**Exercise materials**:
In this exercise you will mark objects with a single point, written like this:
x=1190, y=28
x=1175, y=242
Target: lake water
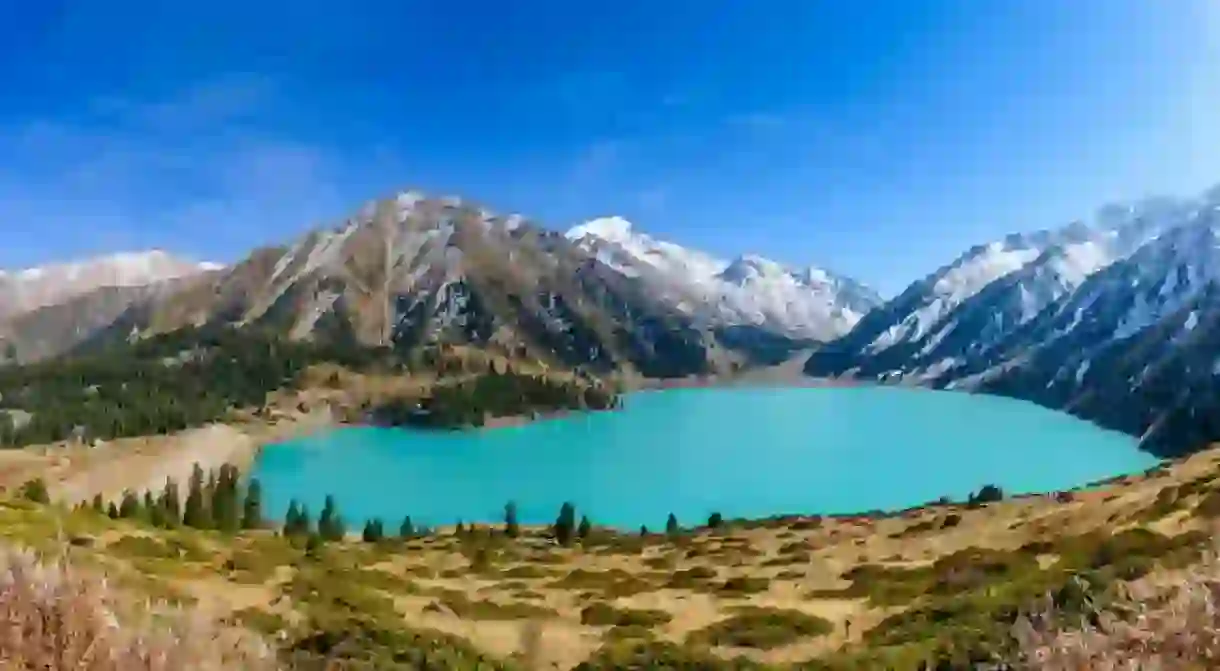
x=741, y=452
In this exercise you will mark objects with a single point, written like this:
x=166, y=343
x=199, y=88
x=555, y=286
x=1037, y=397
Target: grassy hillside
x=944, y=587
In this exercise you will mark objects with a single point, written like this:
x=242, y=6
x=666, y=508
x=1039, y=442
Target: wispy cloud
x=653, y=199
x=192, y=171
x=758, y=121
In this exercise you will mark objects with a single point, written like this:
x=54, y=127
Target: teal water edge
x=744, y=453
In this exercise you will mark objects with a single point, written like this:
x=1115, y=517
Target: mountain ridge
x=410, y=271
x=1082, y=299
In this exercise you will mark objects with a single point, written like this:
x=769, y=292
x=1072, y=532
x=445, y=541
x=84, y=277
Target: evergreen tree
x=129, y=508
x=373, y=531
x=293, y=519
x=671, y=526
x=195, y=514
x=330, y=522
x=565, y=525
x=305, y=522
x=209, y=497
x=171, y=503
x=225, y=500
x=155, y=511
x=251, y=510
x=312, y=544
x=511, y=528
x=35, y=491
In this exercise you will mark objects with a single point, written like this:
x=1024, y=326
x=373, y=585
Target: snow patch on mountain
x=37, y=287
x=810, y=303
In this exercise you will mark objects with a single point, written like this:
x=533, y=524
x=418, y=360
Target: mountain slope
x=748, y=290
x=986, y=294
x=1133, y=348
x=33, y=288
x=410, y=272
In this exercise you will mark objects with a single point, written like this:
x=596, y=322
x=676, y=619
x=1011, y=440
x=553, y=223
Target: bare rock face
x=46, y=310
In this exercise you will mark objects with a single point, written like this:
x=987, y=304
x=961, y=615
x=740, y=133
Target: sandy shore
x=75, y=472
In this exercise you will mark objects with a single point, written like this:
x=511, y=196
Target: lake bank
x=743, y=452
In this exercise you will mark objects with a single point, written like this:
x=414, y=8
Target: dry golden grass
x=1157, y=626
x=56, y=619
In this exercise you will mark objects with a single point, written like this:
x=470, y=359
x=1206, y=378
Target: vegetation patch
x=763, y=628
x=611, y=583
x=462, y=606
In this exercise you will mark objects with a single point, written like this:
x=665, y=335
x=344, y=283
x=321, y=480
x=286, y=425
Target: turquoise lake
x=741, y=452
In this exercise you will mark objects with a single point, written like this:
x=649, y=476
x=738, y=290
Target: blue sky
x=874, y=138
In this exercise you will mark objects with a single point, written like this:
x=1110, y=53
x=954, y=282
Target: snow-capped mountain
x=1114, y=322
x=32, y=288
x=1133, y=348
x=415, y=272
x=990, y=292
x=748, y=290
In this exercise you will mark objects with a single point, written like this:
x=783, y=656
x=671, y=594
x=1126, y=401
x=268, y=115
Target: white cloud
x=192, y=172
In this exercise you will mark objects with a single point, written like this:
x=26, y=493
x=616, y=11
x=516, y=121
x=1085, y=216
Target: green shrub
x=763, y=628
x=465, y=608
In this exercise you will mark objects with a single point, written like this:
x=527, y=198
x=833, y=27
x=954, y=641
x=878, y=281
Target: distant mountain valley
x=1112, y=320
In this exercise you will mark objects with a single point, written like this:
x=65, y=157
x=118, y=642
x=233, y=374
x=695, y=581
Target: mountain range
x=412, y=271
x=1113, y=320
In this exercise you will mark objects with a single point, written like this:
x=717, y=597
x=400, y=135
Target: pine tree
x=511, y=528
x=293, y=519
x=225, y=500
x=171, y=503
x=195, y=515
x=330, y=522
x=251, y=510
x=35, y=491
x=565, y=525
x=373, y=531
x=129, y=508
x=305, y=522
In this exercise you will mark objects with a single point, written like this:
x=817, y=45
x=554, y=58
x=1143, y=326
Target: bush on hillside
x=54, y=619
x=1152, y=627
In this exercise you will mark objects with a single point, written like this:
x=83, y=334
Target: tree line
x=216, y=500
x=194, y=376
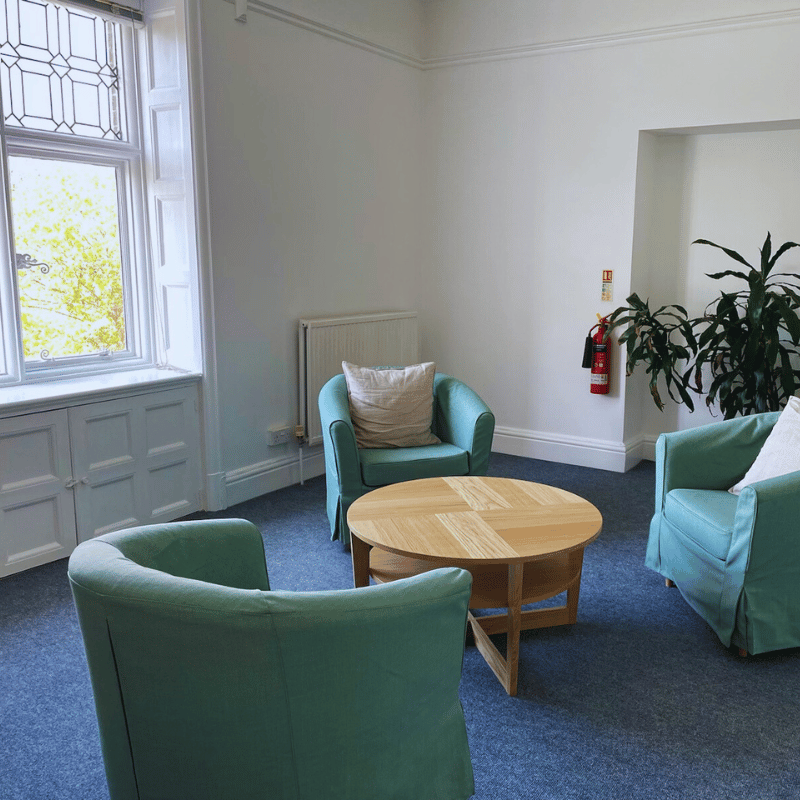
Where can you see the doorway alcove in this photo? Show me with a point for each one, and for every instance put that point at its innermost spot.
(729, 184)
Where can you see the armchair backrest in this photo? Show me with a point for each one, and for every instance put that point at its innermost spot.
(713, 456)
(216, 687)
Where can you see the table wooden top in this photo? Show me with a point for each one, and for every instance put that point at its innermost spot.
(474, 519)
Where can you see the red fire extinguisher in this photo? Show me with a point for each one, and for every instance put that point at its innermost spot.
(597, 356)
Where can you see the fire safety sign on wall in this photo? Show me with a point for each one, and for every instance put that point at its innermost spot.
(608, 283)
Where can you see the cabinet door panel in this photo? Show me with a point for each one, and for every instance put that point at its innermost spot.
(37, 513)
(108, 458)
(136, 460)
(173, 477)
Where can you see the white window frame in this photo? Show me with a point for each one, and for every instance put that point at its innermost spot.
(127, 157)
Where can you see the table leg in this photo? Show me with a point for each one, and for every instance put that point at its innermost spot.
(360, 552)
(514, 621)
(573, 593)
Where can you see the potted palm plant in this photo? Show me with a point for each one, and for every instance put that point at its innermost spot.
(748, 341)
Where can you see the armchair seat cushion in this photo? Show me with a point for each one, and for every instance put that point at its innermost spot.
(382, 466)
(703, 515)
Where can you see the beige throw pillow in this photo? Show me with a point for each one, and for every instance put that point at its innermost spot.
(780, 453)
(391, 407)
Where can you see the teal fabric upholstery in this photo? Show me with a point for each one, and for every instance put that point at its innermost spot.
(736, 560)
(208, 684)
(462, 421)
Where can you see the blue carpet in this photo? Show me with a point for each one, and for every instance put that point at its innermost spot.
(638, 700)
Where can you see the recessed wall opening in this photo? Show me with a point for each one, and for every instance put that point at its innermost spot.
(729, 184)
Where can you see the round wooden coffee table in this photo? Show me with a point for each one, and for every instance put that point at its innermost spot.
(523, 542)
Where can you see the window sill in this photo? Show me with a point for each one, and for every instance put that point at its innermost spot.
(29, 397)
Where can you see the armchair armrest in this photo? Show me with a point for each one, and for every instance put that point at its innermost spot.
(713, 456)
(341, 451)
(463, 419)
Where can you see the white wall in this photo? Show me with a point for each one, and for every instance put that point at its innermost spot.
(315, 186)
(486, 184)
(534, 163)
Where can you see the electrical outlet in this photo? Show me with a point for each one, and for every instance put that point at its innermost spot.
(278, 434)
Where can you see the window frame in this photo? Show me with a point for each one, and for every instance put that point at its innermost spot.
(127, 156)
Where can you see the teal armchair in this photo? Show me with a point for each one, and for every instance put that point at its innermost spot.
(736, 560)
(462, 421)
(210, 685)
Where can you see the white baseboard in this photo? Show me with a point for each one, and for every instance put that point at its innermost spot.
(277, 473)
(268, 476)
(584, 452)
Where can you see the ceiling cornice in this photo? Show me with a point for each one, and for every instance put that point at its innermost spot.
(528, 50)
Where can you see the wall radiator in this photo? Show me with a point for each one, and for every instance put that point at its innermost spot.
(369, 340)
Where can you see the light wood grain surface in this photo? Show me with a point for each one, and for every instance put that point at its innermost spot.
(474, 519)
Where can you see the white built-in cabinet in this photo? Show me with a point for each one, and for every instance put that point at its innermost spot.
(69, 474)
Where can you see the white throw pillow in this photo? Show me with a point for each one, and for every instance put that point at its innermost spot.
(780, 453)
(391, 407)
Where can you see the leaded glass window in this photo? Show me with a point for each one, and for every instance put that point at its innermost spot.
(59, 70)
(74, 191)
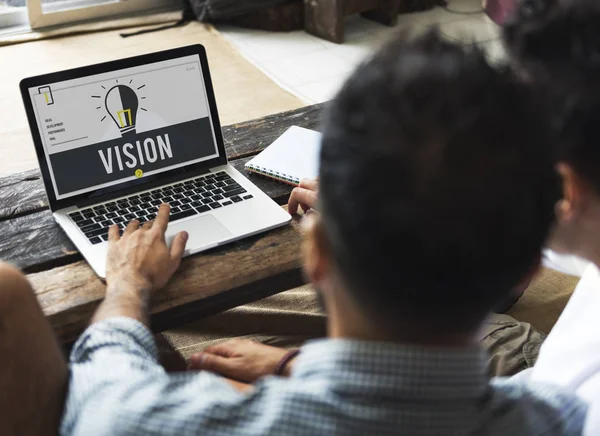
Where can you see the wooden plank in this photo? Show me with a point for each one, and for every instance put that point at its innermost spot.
(251, 137)
(34, 242)
(204, 285)
(24, 192)
(21, 193)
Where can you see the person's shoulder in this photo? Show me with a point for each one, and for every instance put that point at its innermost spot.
(539, 405)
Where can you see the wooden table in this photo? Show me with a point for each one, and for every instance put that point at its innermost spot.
(206, 284)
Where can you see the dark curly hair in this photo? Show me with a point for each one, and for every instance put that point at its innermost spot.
(551, 40)
(437, 185)
(557, 46)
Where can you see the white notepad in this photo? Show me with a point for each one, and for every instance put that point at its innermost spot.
(291, 158)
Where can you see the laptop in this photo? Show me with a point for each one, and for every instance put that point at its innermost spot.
(115, 140)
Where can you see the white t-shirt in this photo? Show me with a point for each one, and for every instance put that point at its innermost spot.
(570, 356)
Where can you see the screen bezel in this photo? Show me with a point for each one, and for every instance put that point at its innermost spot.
(127, 187)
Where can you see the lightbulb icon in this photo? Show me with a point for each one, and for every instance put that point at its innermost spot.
(122, 103)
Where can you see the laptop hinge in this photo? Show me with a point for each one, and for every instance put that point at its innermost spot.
(107, 194)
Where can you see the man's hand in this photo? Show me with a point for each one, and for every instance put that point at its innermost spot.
(139, 263)
(305, 196)
(241, 359)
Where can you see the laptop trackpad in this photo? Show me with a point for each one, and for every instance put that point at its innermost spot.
(204, 230)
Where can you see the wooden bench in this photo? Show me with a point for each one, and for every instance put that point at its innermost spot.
(325, 18)
(206, 284)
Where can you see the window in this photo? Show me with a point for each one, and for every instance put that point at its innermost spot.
(12, 13)
(47, 13)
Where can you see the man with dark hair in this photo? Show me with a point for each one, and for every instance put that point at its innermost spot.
(421, 211)
(557, 48)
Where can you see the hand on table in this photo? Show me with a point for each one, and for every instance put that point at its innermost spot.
(139, 263)
(305, 196)
(241, 359)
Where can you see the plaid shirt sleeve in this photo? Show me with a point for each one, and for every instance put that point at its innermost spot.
(117, 387)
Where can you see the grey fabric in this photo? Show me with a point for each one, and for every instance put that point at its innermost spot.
(337, 387)
(512, 345)
(216, 10)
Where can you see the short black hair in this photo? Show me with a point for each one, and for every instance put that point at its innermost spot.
(558, 47)
(553, 40)
(437, 185)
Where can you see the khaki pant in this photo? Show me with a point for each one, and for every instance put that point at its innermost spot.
(290, 318)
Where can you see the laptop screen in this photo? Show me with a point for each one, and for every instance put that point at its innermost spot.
(103, 130)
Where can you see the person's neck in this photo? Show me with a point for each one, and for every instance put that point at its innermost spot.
(346, 320)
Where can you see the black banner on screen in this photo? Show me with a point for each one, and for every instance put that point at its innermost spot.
(132, 155)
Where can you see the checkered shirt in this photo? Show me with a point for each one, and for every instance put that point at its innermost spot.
(338, 387)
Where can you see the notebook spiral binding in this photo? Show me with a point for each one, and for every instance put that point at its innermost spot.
(285, 178)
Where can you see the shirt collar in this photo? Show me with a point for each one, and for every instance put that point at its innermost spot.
(397, 370)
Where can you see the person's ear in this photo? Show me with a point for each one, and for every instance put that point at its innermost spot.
(316, 253)
(574, 193)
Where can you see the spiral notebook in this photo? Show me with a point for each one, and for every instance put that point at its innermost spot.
(291, 158)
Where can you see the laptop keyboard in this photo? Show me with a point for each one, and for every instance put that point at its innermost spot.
(188, 198)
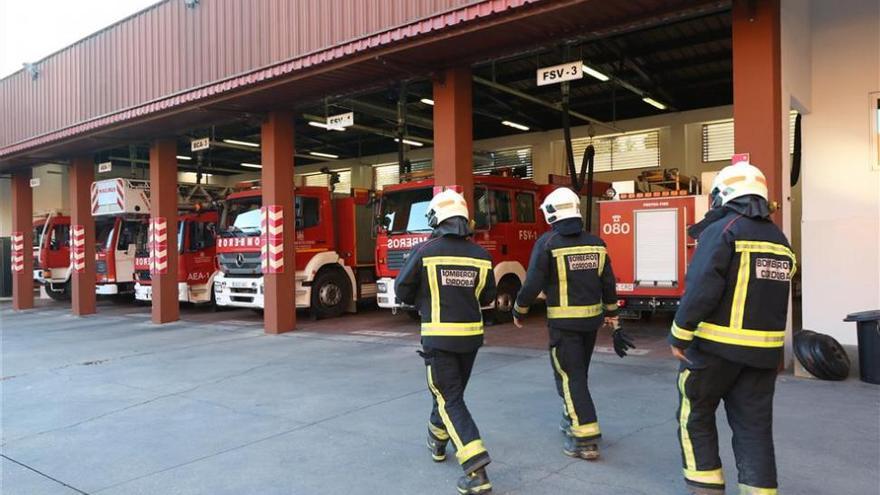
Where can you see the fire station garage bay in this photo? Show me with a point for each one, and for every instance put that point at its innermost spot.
(270, 162)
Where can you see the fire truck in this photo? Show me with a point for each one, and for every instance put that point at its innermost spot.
(197, 262)
(507, 222)
(52, 254)
(121, 208)
(334, 250)
(647, 239)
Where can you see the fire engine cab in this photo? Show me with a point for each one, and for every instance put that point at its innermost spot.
(52, 254)
(197, 261)
(646, 234)
(507, 222)
(121, 208)
(334, 251)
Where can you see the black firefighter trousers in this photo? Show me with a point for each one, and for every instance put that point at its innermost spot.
(448, 375)
(570, 354)
(748, 400)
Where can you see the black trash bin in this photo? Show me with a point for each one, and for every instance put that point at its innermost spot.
(868, 328)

**Task details**: Please reproduce, word for word, every line from the first line of the records above through the line containing "x=1115, y=517", and leave out the pictures.

**Solution to this problem**:
In this exercise you will mark objects with a single point, written like this:
x=1190, y=28
x=1175, y=242
Target: lake water
x=741, y=452
In this exercise you will mark objects with a single point, written like this:
x=166, y=343
x=199, y=88
x=555, y=286
x=1037, y=397
Target: grassy hillside
x=944, y=587
In this exercise you will mark objects with a single point, written like this:
x=242, y=6
x=666, y=508
x=1039, y=442
Target: wispy cloud
x=653, y=199
x=192, y=171
x=758, y=121
In this exercise you will mark objects with a single point, written like this:
x=54, y=127
Target: teal water edge
x=744, y=453
In this exercise you will mark objects with a single point, written like this:
x=1115, y=517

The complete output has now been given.